> _EXTRACT TO READ_
Ali Auglah

Personal information
- Full name: Ali Auglah Al-Mousawi
- Date of birth: 11 March 2002 (age 24)
- Place of birth: Auburn, New South Wales, Australia
- Height: 1.75 m (5 ft 9 in)
- Position: Winger

Team information
- Current team: Central Coast Mariners
- Number: 72

Youth career
- 2014–2016: Marconi Stallions
- 2016–2019: Western Sydney Wanderers

Senior career*
- Years: Team / Apps / (Gls)
- 2019–2021: Western Sydney Wanderers NPL / 37 / (18)
- 2020–2021: Western Sydney Wanderers / 1 / (0)
- 2022–2024: Macarthur FC / 25 / (4)
- 2021–2022: Northbridge FC / 10 / (1)
- 2024–2025: Al-Naft / 0 / (0)
- 2025: Rockdale Ilinden / 26 / (13)
- 2025: Sydney Olympic / 6 / (6)
- 2026–: Central Coast Mariners / 14 / (5)

International career^{‡}
- 2019–2021: Australia U17 / 3 / (1)

> _PROVIDED INFORMATION_
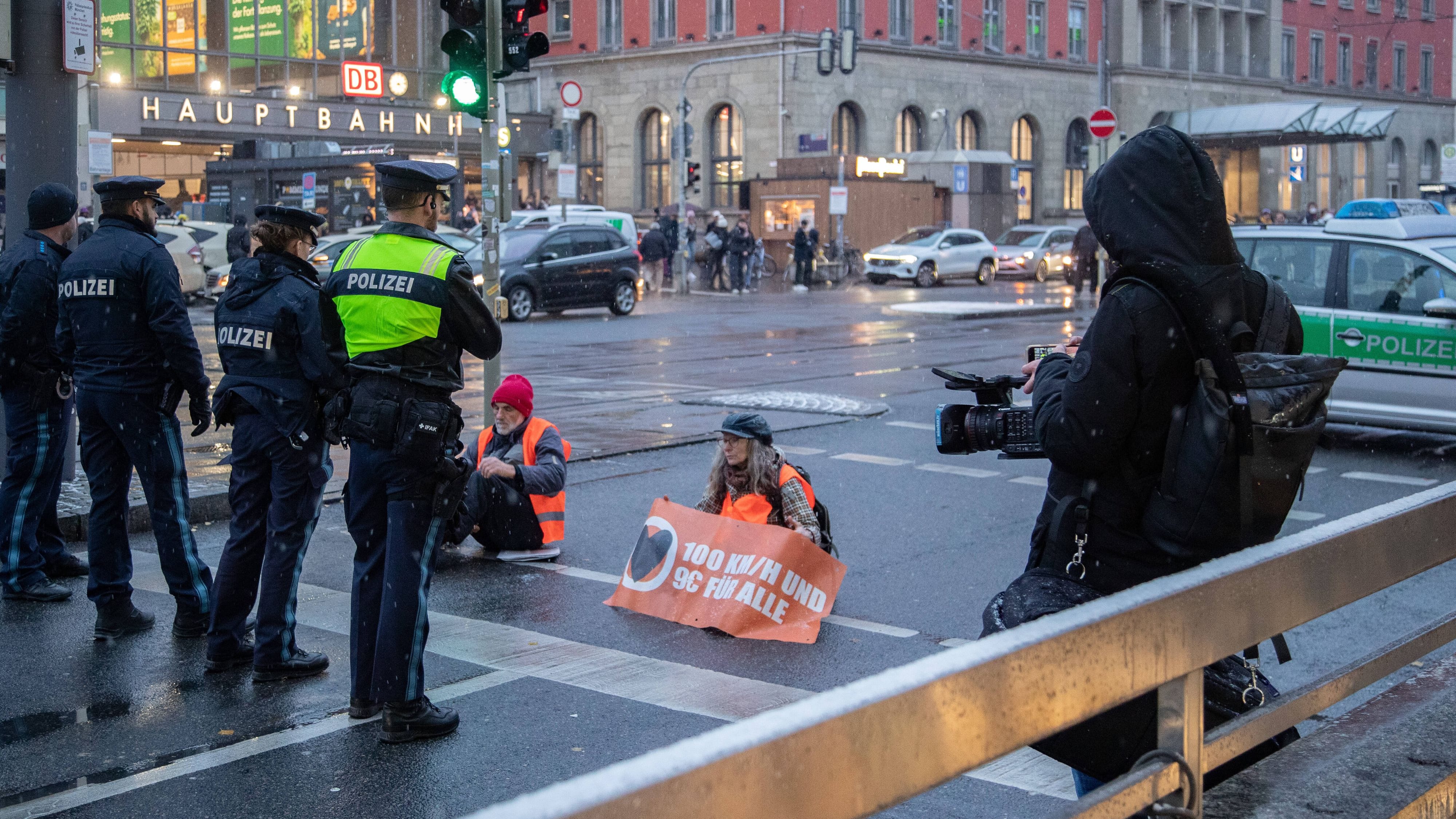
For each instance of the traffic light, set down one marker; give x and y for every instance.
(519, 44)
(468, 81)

==

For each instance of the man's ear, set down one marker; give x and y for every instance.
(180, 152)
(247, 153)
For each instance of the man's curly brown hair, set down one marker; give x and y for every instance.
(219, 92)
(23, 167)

* * *

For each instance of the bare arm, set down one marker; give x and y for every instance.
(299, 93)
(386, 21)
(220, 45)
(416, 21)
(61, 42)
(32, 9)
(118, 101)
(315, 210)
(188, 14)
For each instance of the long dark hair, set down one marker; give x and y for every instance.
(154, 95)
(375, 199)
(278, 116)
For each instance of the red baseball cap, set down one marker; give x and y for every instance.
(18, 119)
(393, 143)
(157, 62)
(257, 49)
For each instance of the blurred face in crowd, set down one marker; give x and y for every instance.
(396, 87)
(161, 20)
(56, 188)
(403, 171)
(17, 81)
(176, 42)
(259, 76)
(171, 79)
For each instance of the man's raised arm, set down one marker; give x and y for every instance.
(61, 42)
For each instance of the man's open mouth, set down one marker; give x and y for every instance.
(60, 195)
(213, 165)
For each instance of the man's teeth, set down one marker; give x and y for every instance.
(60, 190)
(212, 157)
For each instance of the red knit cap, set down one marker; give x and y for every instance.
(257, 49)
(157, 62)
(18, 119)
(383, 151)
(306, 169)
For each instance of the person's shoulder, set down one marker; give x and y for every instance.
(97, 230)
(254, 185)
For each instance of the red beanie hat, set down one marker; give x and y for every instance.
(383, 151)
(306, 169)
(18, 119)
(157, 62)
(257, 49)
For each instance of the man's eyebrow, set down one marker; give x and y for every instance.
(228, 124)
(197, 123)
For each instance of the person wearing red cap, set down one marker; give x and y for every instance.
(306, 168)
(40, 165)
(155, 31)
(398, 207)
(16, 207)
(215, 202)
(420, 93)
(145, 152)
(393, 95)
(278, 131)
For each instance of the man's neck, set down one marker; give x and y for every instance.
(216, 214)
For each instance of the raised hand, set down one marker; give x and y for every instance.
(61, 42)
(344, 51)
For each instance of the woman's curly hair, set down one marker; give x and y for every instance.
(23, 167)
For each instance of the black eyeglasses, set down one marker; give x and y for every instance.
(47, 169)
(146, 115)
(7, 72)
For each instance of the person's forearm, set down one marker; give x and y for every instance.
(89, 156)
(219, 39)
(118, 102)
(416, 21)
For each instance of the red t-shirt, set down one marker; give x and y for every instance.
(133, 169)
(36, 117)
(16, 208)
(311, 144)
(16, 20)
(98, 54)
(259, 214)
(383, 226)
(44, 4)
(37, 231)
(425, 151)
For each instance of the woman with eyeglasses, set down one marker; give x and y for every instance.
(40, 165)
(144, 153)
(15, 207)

> _EXERCISE REQUIREMENTS_
A) In the Ali Auglah profile, list every senior career team for which he scored at least one goal.
B) Pick up the Ali Auglah profile after its final line and keep writing it.

> _RESPONSES TO THE EXERCISE_
A)
- Western Sydney Wanderers NPL
- Macarthur FC
- Northbridge FC
- Rockdale Ilinden
- Sydney Olympic
- Central Coast Mariners

B)
= Ali Auglah =

Australian soccer player

Ali Auglah Al-Mousawi (born 11 March 2002) is a professional soccer player who plays as a winger for the A-League Men club Central Coast Mariners. Born in Australia and a former representative of the Australia under-17 national team, he has committed to play for the Iraq national team.

== Early life ==
Auglah was born on 11 March 2002 at Auburn Hospital in the western suburb of Sydney, New South Wales to Iraqi parents, who came to Australia as refugees in 1998. Auglah was raised in Granville and began playing football at the age of five with his two older brothers. He joined National Premier Leagues (NPL) club Marconi in their under-12s before signing for Western Sydney Wanderers in 2016 after impressing Wanderers' head of youth Ian Crook in his under-13s Grand Final.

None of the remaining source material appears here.